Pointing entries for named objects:
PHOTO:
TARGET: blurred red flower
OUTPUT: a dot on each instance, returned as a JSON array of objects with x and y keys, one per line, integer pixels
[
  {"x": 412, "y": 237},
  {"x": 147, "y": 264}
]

● **Description of the task**
Reproduce every one of the records above word for word.

● **Written solution**
PHOTO:
TARGET: blurred red flower
OUTPUT: a dot on each instance, returned as a JSON array of objects with x and y keys, one per line, integer pixels
[
  {"x": 412, "y": 237},
  {"x": 147, "y": 264}
]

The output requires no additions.